Posts tagged with "expungement"

Pretrial Diversionary Programs in Connecticut

If you are a first-time offender in Connecticut, you may be eligible for pretrial diversionary programs, which consists of several programs designed to rehabilitate the offender, rather than punish them.  The objective, of course, is also to reduce recidivism and, effectively, state costs.  The public interest in minimizing repeat offenders is significant, which is why Connecticut continues to offer many offenders the benefit of these programs.    

Each diversionary program, while serving similar objectives, has different eligibility criteria, program objectives, time limitations, and requirements for successful completion.  Here is what you need to know about Connecticut’s most common diversionary programs:  

Accelerated Rehabilitation

To be eligible for Accelerated Rehabilitation (“AR”) in Connecticut, the defendant must be charged with a crime or, in some instances, a motor vehicle violation, not of serious nature.  The law expressly prohibits the use of AR for certain crimes including any class A or class B felony, operating under the influence, 2nd degree manslaughter, 2nd degree assault with a motor vehicle, 2nd degree sexual assault, 3rd degree sexual assault, 3rd degree sexual assault with a firearm, enticing a minor, 2nd or 3rd degree possession of child pornography, a crime or motor vehicle violation resulting in the death of another, family violence crimes, and others.  Prior convictions may also result in ineligibility for this program.  

If you are deemed eligible for this program, you will be supervised by the Court Support Services Division (“CSSD”).  While under CSSD supervision, the prosecution may be stayed for up to two (2) years enabling you time to successfully complete the program.    

Pretrial Alcohol Education Program

To be eligible for the Alcohol Education Program (“AEP”) in Connecticut, the defendant must be charged with operating under the influence, violating safe boating rules, or 2nd degree reckless vessel operation while under the influence, with some exceptions.  Like AR, prior convictions may also result in ineligibility for this program.

What to work on>
1. Using the piece on Connecticut pretrial diversionary programs, answer these:
(a) Which body supervises a defendant admitted to Accelerated Rehabilitation?
(b) For how long may the prosecution be stayed under that supervision?
(c) Which charges can make a defendant eligible for the Alcohol Education Program?
2. Write the next part of the piece on Connecticut pretrial diversionary programs, starting after its final sentence.

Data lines

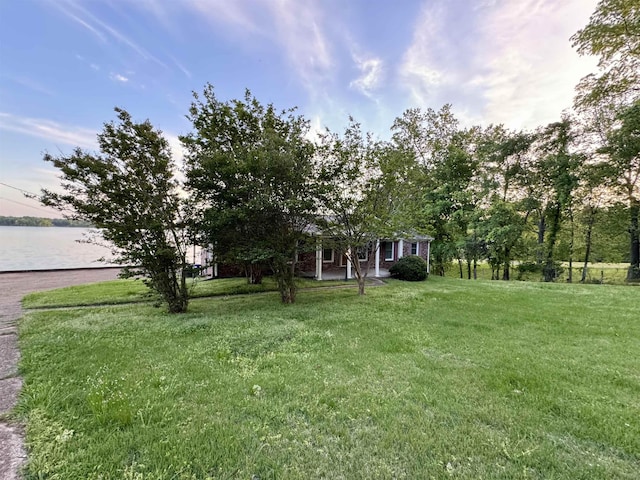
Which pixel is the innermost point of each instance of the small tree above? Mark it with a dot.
(250, 169)
(363, 198)
(130, 194)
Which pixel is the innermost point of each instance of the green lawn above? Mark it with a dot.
(439, 379)
(135, 291)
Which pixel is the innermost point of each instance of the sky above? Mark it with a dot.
(65, 65)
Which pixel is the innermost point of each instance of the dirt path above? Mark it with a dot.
(14, 286)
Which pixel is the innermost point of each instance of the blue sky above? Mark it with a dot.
(65, 64)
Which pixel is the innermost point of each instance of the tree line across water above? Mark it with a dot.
(41, 222)
(258, 189)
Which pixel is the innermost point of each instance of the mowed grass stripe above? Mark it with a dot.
(439, 379)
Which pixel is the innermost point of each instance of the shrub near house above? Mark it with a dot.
(411, 268)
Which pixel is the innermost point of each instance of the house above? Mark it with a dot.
(330, 263)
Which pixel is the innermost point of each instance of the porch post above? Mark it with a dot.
(319, 258)
(378, 257)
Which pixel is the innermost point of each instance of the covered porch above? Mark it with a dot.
(333, 264)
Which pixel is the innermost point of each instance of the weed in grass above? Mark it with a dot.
(109, 399)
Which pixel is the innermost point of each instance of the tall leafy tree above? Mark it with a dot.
(446, 168)
(130, 194)
(623, 150)
(507, 178)
(559, 166)
(364, 199)
(612, 34)
(251, 170)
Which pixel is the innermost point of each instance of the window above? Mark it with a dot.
(388, 251)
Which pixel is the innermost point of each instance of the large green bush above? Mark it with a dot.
(411, 268)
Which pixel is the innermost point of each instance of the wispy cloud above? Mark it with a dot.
(526, 70)
(421, 72)
(118, 78)
(371, 69)
(29, 83)
(101, 29)
(240, 15)
(48, 129)
(181, 67)
(299, 31)
(506, 61)
(295, 26)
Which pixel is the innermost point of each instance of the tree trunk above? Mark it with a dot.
(587, 241)
(286, 280)
(571, 242)
(507, 264)
(633, 274)
(542, 228)
(360, 277)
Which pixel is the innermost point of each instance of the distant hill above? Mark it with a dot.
(41, 222)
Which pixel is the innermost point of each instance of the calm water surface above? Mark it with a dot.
(42, 248)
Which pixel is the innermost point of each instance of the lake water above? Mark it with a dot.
(43, 248)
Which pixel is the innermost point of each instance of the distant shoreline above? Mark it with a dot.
(42, 222)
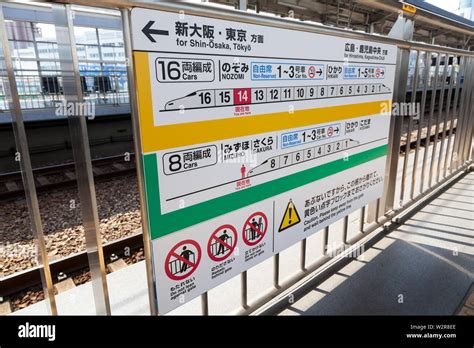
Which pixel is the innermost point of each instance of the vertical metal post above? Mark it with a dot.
(460, 126)
(426, 77)
(448, 158)
(205, 304)
(138, 157)
(243, 290)
(303, 255)
(21, 141)
(469, 118)
(386, 202)
(410, 122)
(428, 132)
(276, 271)
(362, 219)
(345, 226)
(438, 120)
(243, 5)
(80, 146)
(445, 120)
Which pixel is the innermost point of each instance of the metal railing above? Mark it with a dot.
(435, 149)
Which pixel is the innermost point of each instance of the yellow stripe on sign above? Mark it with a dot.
(155, 138)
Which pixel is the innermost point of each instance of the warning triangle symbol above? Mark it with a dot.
(290, 218)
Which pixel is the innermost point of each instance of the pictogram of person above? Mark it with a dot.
(185, 254)
(253, 233)
(223, 237)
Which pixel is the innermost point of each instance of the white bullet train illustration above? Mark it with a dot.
(209, 98)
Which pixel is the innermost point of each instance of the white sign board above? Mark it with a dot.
(253, 138)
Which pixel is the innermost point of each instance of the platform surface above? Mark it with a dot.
(425, 267)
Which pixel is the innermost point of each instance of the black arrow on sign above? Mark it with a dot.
(148, 31)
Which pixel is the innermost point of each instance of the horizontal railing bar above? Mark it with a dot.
(315, 274)
(261, 18)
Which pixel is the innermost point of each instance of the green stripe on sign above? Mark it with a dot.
(150, 172)
(161, 225)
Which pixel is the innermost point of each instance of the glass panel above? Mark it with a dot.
(44, 32)
(17, 30)
(86, 52)
(22, 49)
(47, 50)
(85, 35)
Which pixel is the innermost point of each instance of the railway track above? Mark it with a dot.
(23, 280)
(62, 175)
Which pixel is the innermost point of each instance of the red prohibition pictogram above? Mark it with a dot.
(330, 131)
(183, 259)
(222, 243)
(254, 228)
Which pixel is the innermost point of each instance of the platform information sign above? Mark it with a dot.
(253, 138)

Final results>
1.
(a) The Court Support Services Division ("CSSD").
(b) Up to two (2) years.
(c) Operating under the influence, violating safe boating rules, or 2nd degree reckless vessel operation while under the influence, with some exceptions.

2.
If you are deemed eligible, you will be allocated one (1) year to complete this program consisting of between ten (10) to fifteen (15) sessions of an alcohol intervention or substance abuse program.  

Pretrial Drug Education and Community Service

To be eligible for the Drug Education and Community Service program, the defendant must be charged with a drug paraphernalia or possession crime or possession of less than .5 ounce of marijuana punishable by fine.  

Under this program, the defendant must submit to a Department of Mental Health and Addiction Services (“DMHAS”) for evaluation.  The defendant is allocated one (1) year to complete this program consisting of a fifteen (15) session drug education or substance abuse treatment program.  

Pretrial Family Violence Education Program

To be eligible for the Family Violence Education Program (“FVEP”) in Connecticut, the defendant must be charged with a family violence crime, with some exceptions.  A family violence crime, in Connecticut, is defined as a crime that includes an element of family violence to a family or household member.  The law expressly prohibits the use of FVEP for class A, B, C, or unclassified felonies with possible prison sentences greater than ten (10) years, and class D or unclassified felonies with possible prison sentences greater than five (5) years.  Any offenders that were involved in a family violence crime that involved inflicting serious physical injury are also ineligible without good cause.  Prior family violence convictions may also result in ineligibility for this program. 

If you are deemed eligible for this program, the Court Support Services Division (“CSSD”) will supervise you to ensure successful completion.  While under CSSD supervision, the prosecution may be stayed for up to two (2) years.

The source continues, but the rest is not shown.